Member of the Vermont Senate from Orange County
- In office 1870–1872 Serving with Harry H. Niles
- Preceded by: Roswell Farnham James Hutchinson Jr.
- Succeeded by: William R. Shedd Lyman G. Hinckley

Member of the Vermont House of Representatives from Washington
- In office 1876–1878
- Preceded by: John A. Stanley
- Succeeded by: Warren Huntington
- In office 1863–1866
- Preceded by: Hiram Fellows
- Succeeded by: Lyman P. Barron
- In office 1857–1859
- Preceded by: Bether W. Bartholomew
- Succeeded by: Denison S. Bowles

State's Attorney of Orange County, Vermont
- In office 1866–1868
- Preceded by: Samuel M. Gleason
- Succeeded by: Samuel M. Gleason

Judge of Probate for Vermont's Randolph District
- In office 1856–1858
- Preceded by: John B. Hutchinson
- Succeeded by: William F. Dickinson

Town Clerk of Washington, Vermont
- In office 1848–1898
- Preceded by: John Colby
- Succeeded by: Miraette A. C. White

Personal details
- Born: September 21, 1817 Washington, Vermont
- Died: January 1, 1898 (aged 80) Washington, Vermont
- Resting place: Maple Hill Cemetery, Washington, Vermont
- Party: Whig (before 1854) Republican (from 1854)
- Spouse(s): Mary C. Spencer (1851-1855, her death) Miraette Ann Calef (m. 1861-1898, his death)
- Children: 1
- Education: Newbury Academy, Newbury, Vermont
- Profession: Attorney

= Heman A. White =

American attorney and politician from Vermont

Heman A. White (September 21, 1817 – January 1, 1898) was an American attorney and political figure from Vermont. A lifelong resident of Washington, Vermont, White was most notable for his long service as town clerk (1848-1898), probate judge of Orange County's Randolph district (1856-1858), state's attorney of Orange County (1866-1868), member of the Vermont House of Representatives from Washington (1857-1859, 1863-1866, 1876-1878), and member of the Vermont Senate from Orange County (1870-1872).

*GIVEN DATA*:
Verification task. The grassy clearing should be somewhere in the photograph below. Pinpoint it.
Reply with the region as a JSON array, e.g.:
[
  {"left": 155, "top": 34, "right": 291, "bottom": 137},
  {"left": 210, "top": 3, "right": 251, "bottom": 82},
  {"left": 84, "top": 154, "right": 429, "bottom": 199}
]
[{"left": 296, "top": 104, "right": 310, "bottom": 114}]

*TASK GOAL*: Please extend the Heman A. White biography, picking up right after its final sentence.

*WRITTEN ANSWER*:
==Early life==
Heman Allen White was born in Washington, Vermont on September 21, 1817, the youngest son of Thaddeus White (1759-1851) and Rebecca (Gleason) White (1774-1853). Thaddeus White, who was originally from Spencer, Massachusetts was a veteran of the American Revolution and one of the first settlers of Washington. He posted the public notice for the first town freemen's meeting in 1793 and at the meeting was chosen as one of the three highway surveyors. In 1794, Thaddeus White was chosen as the town's first member of the Vermont House of Representatives.

Heman White attended the schools of Washington and the academy in Newbury. He then studied law with attorney John Colby of Washington. White was admitted to the bar in 1843 and established a practice in Washington.

==Career==
In addition to practicing law, White was involved in local politics and government. Originally a Whig, and a Republican from the time the party was founded in the mid 1850s, White served as Washington's town clerk from 1848 to 1898. After serving as register of probate for the Randolph district of Orange County from 1854 to 1856, White was elected to a two-year term as probate judge.

White went on to serve as state's attorney of Orange County from 1866 to 1868. He represented Washington in the Vermont House of Representatives on several occasions, including 1857 to 1859, 1863 to 1866, and 1876 to 1878. He also served one term (1870 to 1872) as a member of the Vermont Senate from Orange County.

==Death and burial==
White died in Washington on January 1, 1898. He was buried in the Calef family lot at Maple Hill Cemetery in Washington.

==Family==
In 1851, White married Mary C. Spencer (1831-1855). They were the parents of a daughter, Dora (1855-1883), who was the wife of Rolla G. Spafford. In 1861, White married Miraette Ann Calef (1830-1900). After his death, she was appointed to succeed him as town clerk.